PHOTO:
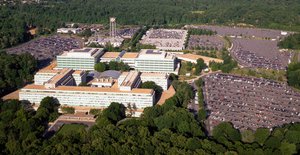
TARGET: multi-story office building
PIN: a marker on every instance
(80, 59)
(92, 97)
(160, 79)
(62, 87)
(155, 61)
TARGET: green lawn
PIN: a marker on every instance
(71, 128)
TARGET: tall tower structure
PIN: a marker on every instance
(112, 27)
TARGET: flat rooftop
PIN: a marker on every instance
(158, 75)
(130, 79)
(154, 54)
(83, 52)
(87, 89)
(130, 55)
(196, 57)
(110, 55)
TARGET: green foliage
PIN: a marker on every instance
(173, 77)
(68, 129)
(261, 135)
(200, 66)
(100, 67)
(95, 111)
(50, 106)
(290, 42)
(184, 93)
(225, 131)
(68, 110)
(228, 65)
(161, 130)
(212, 53)
(114, 112)
(48, 16)
(247, 136)
(15, 71)
(114, 65)
(152, 85)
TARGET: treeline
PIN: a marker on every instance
(228, 65)
(14, 20)
(291, 42)
(166, 129)
(15, 71)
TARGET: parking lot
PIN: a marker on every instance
(206, 42)
(259, 54)
(165, 39)
(46, 48)
(244, 32)
(249, 103)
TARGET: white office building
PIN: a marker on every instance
(155, 61)
(160, 79)
(62, 87)
(79, 59)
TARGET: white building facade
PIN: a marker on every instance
(80, 59)
(155, 61)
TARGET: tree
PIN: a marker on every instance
(68, 110)
(100, 67)
(51, 105)
(202, 115)
(114, 112)
(152, 85)
(288, 148)
(95, 111)
(247, 136)
(200, 66)
(225, 131)
(261, 135)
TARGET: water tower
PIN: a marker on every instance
(112, 27)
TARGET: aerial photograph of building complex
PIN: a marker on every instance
(150, 77)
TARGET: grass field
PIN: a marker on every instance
(71, 128)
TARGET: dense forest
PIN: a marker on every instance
(166, 129)
(15, 71)
(48, 15)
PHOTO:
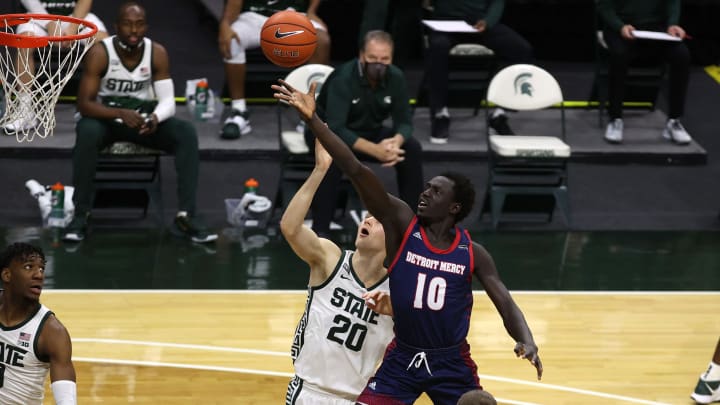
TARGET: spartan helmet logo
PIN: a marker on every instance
(523, 85)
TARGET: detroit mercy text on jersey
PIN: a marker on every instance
(124, 88)
(22, 381)
(431, 289)
(339, 341)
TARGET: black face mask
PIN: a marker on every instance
(375, 71)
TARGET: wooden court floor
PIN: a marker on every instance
(231, 347)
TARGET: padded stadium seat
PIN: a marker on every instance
(128, 176)
(526, 165)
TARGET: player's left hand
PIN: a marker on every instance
(529, 351)
(379, 301)
(304, 103)
(149, 126)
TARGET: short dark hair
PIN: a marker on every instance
(125, 5)
(464, 192)
(377, 35)
(19, 250)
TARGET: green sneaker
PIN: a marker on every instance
(706, 392)
(191, 228)
(76, 229)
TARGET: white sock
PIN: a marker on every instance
(443, 113)
(239, 105)
(713, 373)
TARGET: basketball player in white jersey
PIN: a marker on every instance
(73, 8)
(339, 341)
(32, 339)
(126, 94)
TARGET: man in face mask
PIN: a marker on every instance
(355, 100)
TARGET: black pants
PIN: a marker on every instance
(623, 52)
(409, 174)
(507, 44)
(173, 136)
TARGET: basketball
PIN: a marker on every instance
(288, 38)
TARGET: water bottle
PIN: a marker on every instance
(251, 185)
(201, 100)
(57, 206)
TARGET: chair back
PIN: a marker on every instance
(524, 87)
(302, 77)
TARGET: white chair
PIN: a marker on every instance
(529, 164)
(297, 160)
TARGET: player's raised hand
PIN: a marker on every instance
(304, 103)
(529, 352)
(379, 301)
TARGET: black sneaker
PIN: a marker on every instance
(499, 124)
(191, 228)
(76, 229)
(440, 130)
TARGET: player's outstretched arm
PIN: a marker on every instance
(320, 254)
(54, 343)
(512, 316)
(393, 213)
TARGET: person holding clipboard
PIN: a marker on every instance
(635, 29)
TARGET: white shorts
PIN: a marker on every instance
(247, 27)
(39, 27)
(301, 393)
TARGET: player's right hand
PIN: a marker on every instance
(131, 118)
(225, 37)
(529, 351)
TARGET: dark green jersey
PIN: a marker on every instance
(270, 7)
(470, 11)
(352, 108)
(59, 7)
(642, 14)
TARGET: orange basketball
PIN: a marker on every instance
(288, 38)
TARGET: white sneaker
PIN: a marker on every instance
(613, 133)
(674, 131)
(236, 125)
(706, 391)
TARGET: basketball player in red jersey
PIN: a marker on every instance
(431, 261)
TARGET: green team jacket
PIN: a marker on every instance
(639, 13)
(351, 107)
(470, 11)
(269, 7)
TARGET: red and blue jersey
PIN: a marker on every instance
(431, 289)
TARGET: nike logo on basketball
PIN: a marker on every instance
(280, 35)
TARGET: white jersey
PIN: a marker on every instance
(339, 341)
(22, 380)
(121, 83)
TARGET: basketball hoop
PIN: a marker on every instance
(31, 94)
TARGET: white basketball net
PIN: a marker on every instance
(30, 94)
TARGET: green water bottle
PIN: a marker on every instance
(201, 100)
(57, 206)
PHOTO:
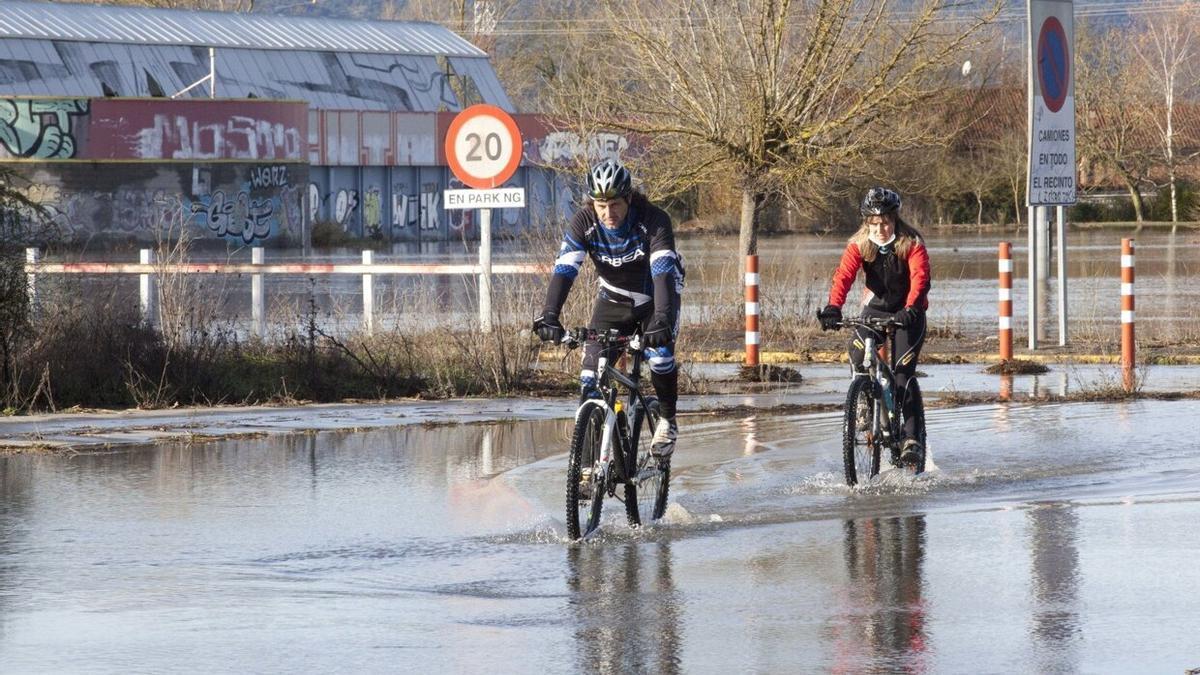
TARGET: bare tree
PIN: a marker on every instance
(767, 94)
(1115, 129)
(1168, 52)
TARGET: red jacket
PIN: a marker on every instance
(894, 282)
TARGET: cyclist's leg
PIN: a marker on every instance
(909, 342)
(606, 312)
(665, 380)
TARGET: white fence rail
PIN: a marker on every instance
(148, 270)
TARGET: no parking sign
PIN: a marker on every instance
(1051, 103)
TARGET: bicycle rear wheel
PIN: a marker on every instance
(585, 485)
(653, 475)
(919, 405)
(859, 447)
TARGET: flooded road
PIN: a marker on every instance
(1049, 538)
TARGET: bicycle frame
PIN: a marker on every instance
(624, 440)
(885, 418)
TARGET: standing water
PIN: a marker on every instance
(1050, 538)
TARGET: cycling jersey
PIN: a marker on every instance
(894, 282)
(636, 262)
(641, 275)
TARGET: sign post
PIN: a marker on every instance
(1051, 144)
(483, 148)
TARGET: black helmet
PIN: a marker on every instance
(610, 180)
(880, 201)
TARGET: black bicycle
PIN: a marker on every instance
(874, 416)
(611, 443)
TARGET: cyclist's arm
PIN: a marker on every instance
(844, 276)
(568, 263)
(918, 276)
(664, 261)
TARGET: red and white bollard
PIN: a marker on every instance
(1006, 300)
(1128, 346)
(751, 310)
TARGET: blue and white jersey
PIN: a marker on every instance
(628, 258)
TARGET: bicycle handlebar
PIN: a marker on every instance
(610, 338)
(873, 323)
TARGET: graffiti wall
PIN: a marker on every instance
(123, 129)
(124, 169)
(240, 203)
(375, 138)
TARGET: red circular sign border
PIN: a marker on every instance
(483, 109)
(1053, 23)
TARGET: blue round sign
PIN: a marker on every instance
(1054, 64)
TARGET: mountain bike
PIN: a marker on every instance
(611, 443)
(874, 417)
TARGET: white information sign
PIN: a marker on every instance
(1051, 103)
(496, 198)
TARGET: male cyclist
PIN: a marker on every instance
(631, 245)
(894, 261)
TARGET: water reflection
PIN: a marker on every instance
(750, 435)
(1055, 623)
(625, 608)
(883, 628)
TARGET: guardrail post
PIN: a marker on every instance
(369, 294)
(33, 256)
(257, 303)
(485, 269)
(1128, 345)
(1006, 300)
(751, 310)
(147, 291)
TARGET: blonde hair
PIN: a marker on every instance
(906, 236)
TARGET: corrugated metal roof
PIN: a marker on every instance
(143, 25)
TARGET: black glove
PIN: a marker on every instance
(659, 332)
(547, 327)
(907, 317)
(829, 317)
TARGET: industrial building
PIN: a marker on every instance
(87, 111)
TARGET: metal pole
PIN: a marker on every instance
(1006, 300)
(485, 269)
(31, 258)
(369, 294)
(1061, 237)
(753, 335)
(147, 287)
(1033, 278)
(1128, 344)
(257, 304)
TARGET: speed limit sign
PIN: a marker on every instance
(483, 147)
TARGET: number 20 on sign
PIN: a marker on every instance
(483, 147)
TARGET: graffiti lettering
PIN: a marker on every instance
(430, 202)
(126, 211)
(565, 145)
(240, 138)
(313, 202)
(345, 204)
(243, 216)
(40, 129)
(372, 214)
(269, 177)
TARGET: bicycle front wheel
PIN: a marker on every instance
· · ·
▶ **Your task**: Please output the lines of the listing above that fall in the stretch from the one with "TARGET: green foliage" through the one with "TARGET: white building facade", exactly and only those.

▶ **Answer box**:
TARGET: green foliage
PIN: a marker on every instance
(173, 77)
(68, 129)
(261, 135)
(200, 66)
(100, 67)
(95, 111)
(50, 106)
(290, 42)
(184, 93)
(225, 131)
(68, 110)
(228, 65)
(161, 130)
(212, 53)
(114, 112)
(48, 16)
(247, 136)
(15, 71)
(114, 65)
(152, 85)
TARGET: treeline
PIN: a marker on every instance
(228, 65)
(14, 20)
(291, 42)
(166, 129)
(15, 71)
TARGET: parking lot
PIN: a marker on every instance
(206, 42)
(259, 54)
(165, 39)
(46, 48)
(244, 32)
(249, 103)
TARGET: white office building
PIN: a marker on every instance
(155, 61)
(160, 79)
(62, 87)
(79, 59)
TARGET: white building facade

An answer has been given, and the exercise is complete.